====== DATASET EXCERPTS

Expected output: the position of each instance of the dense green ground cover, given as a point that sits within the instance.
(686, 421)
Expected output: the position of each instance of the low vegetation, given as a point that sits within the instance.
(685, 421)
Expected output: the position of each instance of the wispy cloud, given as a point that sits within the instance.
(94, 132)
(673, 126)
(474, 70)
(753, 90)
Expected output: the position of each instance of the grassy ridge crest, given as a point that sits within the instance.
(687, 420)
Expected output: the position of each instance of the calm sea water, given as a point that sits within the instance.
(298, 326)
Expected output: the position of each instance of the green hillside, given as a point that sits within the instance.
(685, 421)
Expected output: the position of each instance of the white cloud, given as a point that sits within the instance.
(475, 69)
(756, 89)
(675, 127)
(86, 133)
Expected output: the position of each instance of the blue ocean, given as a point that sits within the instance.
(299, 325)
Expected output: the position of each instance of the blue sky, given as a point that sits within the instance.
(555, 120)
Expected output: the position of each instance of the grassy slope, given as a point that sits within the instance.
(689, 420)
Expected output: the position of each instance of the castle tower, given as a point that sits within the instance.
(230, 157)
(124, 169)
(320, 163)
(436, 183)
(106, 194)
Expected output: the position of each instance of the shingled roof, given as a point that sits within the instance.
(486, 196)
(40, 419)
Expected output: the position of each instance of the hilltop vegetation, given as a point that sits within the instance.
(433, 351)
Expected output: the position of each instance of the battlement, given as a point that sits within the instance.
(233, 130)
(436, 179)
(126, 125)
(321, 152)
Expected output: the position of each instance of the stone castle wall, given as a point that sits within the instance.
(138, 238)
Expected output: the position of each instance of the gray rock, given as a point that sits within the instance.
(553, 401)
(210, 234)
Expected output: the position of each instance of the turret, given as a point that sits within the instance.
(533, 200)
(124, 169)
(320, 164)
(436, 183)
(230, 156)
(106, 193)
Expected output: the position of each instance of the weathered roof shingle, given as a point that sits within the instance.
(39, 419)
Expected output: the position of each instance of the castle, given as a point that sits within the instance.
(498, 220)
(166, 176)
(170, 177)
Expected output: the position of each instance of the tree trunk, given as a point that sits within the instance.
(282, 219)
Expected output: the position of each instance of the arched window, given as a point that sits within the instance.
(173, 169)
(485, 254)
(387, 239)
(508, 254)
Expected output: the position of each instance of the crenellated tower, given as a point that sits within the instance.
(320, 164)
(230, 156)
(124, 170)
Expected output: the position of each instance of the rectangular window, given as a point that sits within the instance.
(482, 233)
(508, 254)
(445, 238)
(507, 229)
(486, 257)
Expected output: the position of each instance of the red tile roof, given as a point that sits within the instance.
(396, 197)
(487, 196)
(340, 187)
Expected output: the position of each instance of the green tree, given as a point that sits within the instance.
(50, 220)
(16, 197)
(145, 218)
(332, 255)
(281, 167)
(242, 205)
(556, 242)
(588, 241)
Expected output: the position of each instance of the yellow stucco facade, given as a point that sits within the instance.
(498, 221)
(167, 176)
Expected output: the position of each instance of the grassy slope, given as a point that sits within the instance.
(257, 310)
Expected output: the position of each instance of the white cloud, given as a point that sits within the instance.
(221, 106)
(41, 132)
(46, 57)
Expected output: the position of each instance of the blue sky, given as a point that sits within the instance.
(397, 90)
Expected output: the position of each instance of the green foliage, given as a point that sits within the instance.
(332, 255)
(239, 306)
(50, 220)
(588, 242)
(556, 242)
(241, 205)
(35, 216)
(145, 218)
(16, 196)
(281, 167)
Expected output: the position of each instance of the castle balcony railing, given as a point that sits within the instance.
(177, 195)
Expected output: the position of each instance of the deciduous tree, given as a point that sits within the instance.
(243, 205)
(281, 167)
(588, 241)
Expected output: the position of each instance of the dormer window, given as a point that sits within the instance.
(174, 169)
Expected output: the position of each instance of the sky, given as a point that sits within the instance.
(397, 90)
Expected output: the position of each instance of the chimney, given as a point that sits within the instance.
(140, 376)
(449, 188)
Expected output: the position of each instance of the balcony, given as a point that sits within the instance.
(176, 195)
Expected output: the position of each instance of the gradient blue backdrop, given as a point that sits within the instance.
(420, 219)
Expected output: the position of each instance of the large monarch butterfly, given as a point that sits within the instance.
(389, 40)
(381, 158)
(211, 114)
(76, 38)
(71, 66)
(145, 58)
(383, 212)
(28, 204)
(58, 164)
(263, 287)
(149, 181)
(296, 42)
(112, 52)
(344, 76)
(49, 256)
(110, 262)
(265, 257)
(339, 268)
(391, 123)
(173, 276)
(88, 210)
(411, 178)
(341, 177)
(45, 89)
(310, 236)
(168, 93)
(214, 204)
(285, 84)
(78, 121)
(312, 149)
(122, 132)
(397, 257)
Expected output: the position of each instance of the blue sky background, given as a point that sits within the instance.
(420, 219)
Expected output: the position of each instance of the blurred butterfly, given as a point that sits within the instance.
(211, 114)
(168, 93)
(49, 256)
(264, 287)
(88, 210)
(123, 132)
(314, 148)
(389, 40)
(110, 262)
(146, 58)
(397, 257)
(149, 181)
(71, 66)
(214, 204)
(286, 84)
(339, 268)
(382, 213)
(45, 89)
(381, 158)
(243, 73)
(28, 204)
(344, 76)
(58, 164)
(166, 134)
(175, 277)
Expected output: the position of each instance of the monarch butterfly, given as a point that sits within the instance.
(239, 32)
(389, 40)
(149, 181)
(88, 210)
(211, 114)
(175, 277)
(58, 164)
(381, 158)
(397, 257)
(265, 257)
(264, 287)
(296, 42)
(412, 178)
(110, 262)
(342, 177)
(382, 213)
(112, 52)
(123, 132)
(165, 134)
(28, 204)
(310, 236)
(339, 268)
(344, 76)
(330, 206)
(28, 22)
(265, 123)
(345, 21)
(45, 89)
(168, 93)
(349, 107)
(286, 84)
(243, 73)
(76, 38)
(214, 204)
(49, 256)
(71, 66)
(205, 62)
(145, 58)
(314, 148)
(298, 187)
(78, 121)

============

CHALLENGE: Only the lines from the one holding "Expected output: the position of each instance of the dormer" through the end of the listing should be given again, exactly and with both ends included.

IN RESPONSE:
Expected output: the position of each instance of the dormer window, given as a point that sits within the instance.
(174, 169)
Expected output: the position of each instance of the sky, given as a point that sits within the instance.
(397, 90)
Expected output: the position of each instance of the chimney, given as a point that sits within the instance.
(140, 376)
(449, 188)
Expected output: the position of each instance of the balcony, given as a point that sits within the instance.
(176, 195)
Expected output: the position of each instance of the gradient blue backdrop, given as a point that sits within the instance.
(420, 219)
Expected output: the position of each instance of the large monarch butterfly, given as a point that sits within the instance.
(389, 40)
(381, 158)
(211, 114)
(76, 38)
(71, 66)
(145, 58)
(383, 212)
(28, 204)
(58, 164)
(263, 287)
(149, 181)
(296, 42)
(112, 52)
(344, 76)
(49, 256)
(110, 262)
(265, 257)
(339, 268)
(391, 123)
(173, 276)
(88, 210)
(411, 178)
(341, 177)
(45, 89)
(310, 236)
(168, 93)
(214, 204)
(285, 84)
(78, 121)
(312, 149)
(122, 132)
(397, 257)
Expected output: the position of each instance of the blue sky background, given as a point that sits within the instance.
(420, 219)
Expected output: the position of each instance of the blurred butterfly, given as a point that sits within the instance.
(211, 114)
(168, 93)
(49, 256)
(264, 287)
(88, 210)
(123, 132)
(314, 148)
(389, 40)
(110, 262)
(146, 58)
(397, 257)
(149, 181)
(71, 66)
(214, 204)
(286, 84)
(339, 268)
(382, 213)
(45, 89)
(381, 158)
(243, 73)
(28, 204)
(344, 76)
(58, 164)
(166, 134)
(175, 277)
Expected output: the position of each instance of the monarch butterfly, given as a point that sits within the instance.
(239, 32)
(389, 40)
(149, 181)
(88, 210)
(211, 114)
(175, 277)
(58, 164)
(381, 158)
(397, 257)
(265, 257)
(264, 287)
(296, 42)
(412, 178)
(110, 262)
(342, 177)
(382, 213)
(112, 52)
(123, 132)
(165, 134)
(28, 204)
(310, 236)
(339, 268)
(344, 76)
(330, 206)
(28, 22)
(265, 123)
(345, 21)
(45, 89)
(168, 93)
(349, 107)
(286, 84)
(243, 73)
(76, 38)
(214, 204)
(49, 256)
(71, 66)
(205, 62)
(145, 58)
(314, 148)
(298, 187)
(78, 121)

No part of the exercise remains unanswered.